* [STATED PROBLEM]: Copy word for word every line of the items from the one containing "it: point(254, 120)." down to the one containing "point(153, 245)", including both of those lines.

***** GIVEN ENTRIES

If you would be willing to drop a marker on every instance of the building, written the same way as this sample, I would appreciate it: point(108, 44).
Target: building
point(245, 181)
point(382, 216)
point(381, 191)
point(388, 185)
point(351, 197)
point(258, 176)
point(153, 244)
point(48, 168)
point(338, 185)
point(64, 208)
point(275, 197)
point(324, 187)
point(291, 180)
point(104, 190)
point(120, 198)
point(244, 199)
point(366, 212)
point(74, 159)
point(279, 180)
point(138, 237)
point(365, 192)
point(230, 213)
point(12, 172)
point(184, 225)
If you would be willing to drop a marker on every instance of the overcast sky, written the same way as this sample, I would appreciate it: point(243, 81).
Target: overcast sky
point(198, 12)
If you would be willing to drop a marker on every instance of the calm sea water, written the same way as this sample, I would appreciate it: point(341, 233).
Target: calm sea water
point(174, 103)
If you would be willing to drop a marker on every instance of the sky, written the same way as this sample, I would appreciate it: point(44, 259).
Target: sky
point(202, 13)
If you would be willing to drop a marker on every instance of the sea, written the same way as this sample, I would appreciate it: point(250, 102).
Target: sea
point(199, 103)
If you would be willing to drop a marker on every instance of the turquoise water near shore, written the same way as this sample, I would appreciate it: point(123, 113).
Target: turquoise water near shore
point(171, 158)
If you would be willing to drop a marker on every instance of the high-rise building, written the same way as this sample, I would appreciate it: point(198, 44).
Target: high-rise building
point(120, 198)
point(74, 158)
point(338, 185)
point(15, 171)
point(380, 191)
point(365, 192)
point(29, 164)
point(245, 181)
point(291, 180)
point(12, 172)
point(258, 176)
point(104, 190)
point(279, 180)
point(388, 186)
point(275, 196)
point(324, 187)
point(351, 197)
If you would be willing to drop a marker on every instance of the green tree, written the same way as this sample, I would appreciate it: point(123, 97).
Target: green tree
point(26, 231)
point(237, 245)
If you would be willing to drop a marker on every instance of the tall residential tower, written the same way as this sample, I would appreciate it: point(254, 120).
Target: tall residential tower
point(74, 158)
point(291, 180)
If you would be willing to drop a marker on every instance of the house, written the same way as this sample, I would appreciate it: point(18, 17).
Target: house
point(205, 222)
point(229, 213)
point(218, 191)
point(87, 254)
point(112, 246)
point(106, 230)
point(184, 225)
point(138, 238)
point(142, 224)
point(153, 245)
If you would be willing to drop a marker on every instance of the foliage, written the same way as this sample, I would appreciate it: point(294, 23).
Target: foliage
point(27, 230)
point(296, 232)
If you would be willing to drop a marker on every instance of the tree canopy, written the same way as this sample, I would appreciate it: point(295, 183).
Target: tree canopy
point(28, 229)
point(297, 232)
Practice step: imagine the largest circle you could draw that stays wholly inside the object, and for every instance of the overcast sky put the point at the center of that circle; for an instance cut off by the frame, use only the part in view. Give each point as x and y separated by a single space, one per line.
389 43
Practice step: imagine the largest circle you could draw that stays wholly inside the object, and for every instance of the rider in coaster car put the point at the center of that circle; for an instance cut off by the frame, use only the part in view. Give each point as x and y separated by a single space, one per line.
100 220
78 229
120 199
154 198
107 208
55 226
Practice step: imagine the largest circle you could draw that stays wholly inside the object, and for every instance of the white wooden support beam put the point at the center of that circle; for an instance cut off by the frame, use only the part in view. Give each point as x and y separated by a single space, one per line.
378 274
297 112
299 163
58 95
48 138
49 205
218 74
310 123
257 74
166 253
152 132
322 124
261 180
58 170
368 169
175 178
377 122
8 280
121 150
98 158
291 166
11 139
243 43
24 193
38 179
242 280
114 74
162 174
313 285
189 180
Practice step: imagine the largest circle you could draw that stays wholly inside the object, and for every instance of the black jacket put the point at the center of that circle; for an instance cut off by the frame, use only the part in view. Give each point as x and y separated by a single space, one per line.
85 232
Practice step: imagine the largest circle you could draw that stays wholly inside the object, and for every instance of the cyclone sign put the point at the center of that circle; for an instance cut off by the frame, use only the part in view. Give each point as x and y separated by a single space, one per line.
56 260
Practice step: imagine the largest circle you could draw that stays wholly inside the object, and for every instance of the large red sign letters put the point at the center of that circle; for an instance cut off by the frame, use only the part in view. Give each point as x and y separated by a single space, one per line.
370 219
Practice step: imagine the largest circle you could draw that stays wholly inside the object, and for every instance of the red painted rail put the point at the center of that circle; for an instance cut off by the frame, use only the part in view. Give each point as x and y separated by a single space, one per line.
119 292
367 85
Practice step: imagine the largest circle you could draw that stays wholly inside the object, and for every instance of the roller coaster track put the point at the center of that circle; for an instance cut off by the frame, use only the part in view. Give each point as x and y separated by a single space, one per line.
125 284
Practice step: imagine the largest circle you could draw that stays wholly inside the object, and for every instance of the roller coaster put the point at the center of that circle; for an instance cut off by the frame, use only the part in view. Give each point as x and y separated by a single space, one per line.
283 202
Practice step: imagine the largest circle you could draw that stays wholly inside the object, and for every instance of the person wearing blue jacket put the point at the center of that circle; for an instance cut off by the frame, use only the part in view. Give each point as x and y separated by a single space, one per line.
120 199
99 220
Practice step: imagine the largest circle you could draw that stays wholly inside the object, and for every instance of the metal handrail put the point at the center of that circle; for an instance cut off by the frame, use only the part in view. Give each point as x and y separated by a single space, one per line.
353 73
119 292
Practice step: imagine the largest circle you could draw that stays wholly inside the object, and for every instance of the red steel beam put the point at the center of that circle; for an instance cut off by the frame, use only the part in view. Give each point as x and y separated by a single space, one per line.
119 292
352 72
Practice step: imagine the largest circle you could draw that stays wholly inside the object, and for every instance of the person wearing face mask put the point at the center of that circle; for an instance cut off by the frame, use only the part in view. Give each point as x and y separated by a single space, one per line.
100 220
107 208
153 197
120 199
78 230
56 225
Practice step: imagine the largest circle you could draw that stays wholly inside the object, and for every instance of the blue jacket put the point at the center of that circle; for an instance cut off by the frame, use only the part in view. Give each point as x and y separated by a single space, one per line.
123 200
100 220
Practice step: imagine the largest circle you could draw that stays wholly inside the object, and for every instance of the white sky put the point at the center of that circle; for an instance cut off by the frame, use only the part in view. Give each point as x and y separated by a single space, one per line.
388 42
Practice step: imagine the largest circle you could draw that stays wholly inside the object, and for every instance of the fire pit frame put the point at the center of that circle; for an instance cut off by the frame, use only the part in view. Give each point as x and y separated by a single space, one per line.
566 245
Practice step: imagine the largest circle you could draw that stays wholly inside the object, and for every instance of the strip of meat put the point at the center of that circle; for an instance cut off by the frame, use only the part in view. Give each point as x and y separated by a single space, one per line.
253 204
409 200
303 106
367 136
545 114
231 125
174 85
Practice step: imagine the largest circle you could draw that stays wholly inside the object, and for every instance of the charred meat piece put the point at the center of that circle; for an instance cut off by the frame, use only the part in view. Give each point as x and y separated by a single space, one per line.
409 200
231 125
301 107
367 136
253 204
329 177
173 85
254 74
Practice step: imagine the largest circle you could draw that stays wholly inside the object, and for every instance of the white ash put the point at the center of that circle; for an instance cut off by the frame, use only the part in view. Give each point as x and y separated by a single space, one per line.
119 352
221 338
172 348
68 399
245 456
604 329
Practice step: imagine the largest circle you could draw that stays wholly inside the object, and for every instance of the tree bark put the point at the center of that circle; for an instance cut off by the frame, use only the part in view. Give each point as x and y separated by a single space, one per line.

**********

* [THE OUTPUT]:
If you would be willing to drop a marker on every instance of the tall residential tower, written the same way as this sample, I would appreciate it: point(254, 120).
Target: tall residential tower
point(74, 158)
point(291, 180)
If you would be willing to drop a marker on every instance of the house, written the same way as this sample, I would appreciate it: point(18, 17).
Target: house
point(205, 222)
point(229, 213)
point(218, 191)
point(87, 254)
point(112, 246)
point(106, 230)
point(184, 225)
point(138, 238)
point(142, 224)
point(153, 245)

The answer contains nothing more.